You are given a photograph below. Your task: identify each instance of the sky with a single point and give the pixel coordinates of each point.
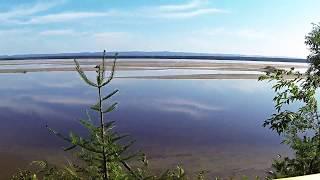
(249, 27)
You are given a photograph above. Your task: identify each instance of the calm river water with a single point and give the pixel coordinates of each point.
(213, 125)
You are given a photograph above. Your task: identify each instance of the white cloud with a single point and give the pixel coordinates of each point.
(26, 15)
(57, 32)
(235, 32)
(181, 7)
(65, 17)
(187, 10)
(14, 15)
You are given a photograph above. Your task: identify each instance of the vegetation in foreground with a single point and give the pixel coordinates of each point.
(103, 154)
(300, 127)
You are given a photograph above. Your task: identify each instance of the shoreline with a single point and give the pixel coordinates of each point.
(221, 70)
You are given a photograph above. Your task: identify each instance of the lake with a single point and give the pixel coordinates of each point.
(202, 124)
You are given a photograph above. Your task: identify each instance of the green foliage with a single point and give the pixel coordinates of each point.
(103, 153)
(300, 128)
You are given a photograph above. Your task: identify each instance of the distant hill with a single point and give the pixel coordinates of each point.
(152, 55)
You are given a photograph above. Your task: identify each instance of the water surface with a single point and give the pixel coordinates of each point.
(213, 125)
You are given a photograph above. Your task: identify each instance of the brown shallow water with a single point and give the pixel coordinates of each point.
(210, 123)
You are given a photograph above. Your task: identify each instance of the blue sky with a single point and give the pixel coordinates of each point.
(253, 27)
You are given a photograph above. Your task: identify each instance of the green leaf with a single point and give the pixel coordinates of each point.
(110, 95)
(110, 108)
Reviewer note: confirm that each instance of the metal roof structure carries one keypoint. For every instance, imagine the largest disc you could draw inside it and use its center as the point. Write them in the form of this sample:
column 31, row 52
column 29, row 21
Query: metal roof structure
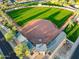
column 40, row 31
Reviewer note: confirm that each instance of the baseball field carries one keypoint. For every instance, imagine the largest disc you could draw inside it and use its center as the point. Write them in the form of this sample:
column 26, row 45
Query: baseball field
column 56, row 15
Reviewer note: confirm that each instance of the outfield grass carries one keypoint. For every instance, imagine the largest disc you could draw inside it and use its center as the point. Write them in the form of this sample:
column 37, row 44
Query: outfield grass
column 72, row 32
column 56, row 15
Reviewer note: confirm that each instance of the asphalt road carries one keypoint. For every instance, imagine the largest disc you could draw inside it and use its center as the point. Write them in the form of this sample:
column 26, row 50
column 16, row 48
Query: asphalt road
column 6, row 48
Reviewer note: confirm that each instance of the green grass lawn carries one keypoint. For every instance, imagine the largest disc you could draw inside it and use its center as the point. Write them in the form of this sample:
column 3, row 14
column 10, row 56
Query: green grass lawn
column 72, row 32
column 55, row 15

********************

TASK TO COMPLETE ▸ Rewrite all the records above, replacing "keypoint" with "marker" and keeping everything else the same. Omit the pictures from your answer.

TASK ANSWER ▸
You are given a photograph below. Your task: identify each instance of the sky with a single point and give the pixel coordinates of each point.
(249, 27)
You are given a photograph above. Your task: identify each instance of the calm river water with a single point and give the pixel coordinates of each point.
(213, 125)
You are given a photograph above. Your task: identify each instance of the white cloud with a single point and give the pixel coordinates of each point.
(26, 15)
(57, 32)
(235, 32)
(181, 7)
(65, 17)
(187, 10)
(14, 15)
You are given a photograph above. Your task: identify each instance of the vegetation in foreground with a single point and give the pixel coordinates of each point.
(103, 154)
(300, 127)
You are given a photograph above. Your task: identify each instance of the shoreline with a single point and give the pixel coordinates of each point.
(221, 70)
You are given a photograph above. Your task: identify each instance of the lake with a single point and give the pixel coordinates of each point.
(202, 124)
You are given a photograph above. Your task: identify each instance of the green foliage with a single point and give the pixel coordinates of each point.
(103, 153)
(300, 128)
You are given a photograph above. Your task: identify each instance of the distant hill with a single point and give the pixel coordinates of each point.
(152, 55)
You are given a photograph above. Your task: identify each instance of the water surface with a single point and give the pixel coordinates of each point.
(213, 125)
You are given a photograph above. Your task: identify each instance of the brown shallow water with a single point and give the pixel coordinates of each point.
(210, 123)
You are given a photograph above. Your task: identify each instance of the blue sky with a single point and give the pixel coordinates of each point.
(253, 27)
You are given a photograph above. Your task: identify each instance of the green leaf with a single point and give the pixel coordinates of each point.
(110, 95)
(110, 108)
Reviewer note: confirm that each instance of the metal roof structure carries one marker. For every instance, imagine the largest disc you could draw inside it and use its center as the point. Write them in the form of this sample:
column 31, row 52
column 29, row 21
Query: metal roof structure
column 40, row 31
Reviewer note: confirm that each instance of the baseball field carries one marker. For every instance, imagine the largest disc you could draw inside it and use its center as the point. Write them in the form of this sample:
column 26, row 45
Query: baseball field
column 56, row 15
Reviewer note: confirm that each instance of the outfield grass carries one marker. For every instance, imagine the largest disc you could draw inside it and use its center as the point. Write them in the form of this sample:
column 37, row 44
Query: outfield grass
column 72, row 32
column 56, row 15
Reviewer note: confirm that each instance of the asphalt road carries one marker. For every instance, imagine the largest disc you could draw inside it and use its center as the point. Write them in the form of this sample:
column 26, row 50
column 16, row 48
Query: asphalt road
column 6, row 48
Reviewer note: confirm that each instance of the green grass lawn carries one marker. For every instance, imagine the largest disc you could draw inside it and use its center as the point. Write them in the form of this sample:
column 3, row 14
column 10, row 56
Query: green grass lawn
column 72, row 32
column 55, row 15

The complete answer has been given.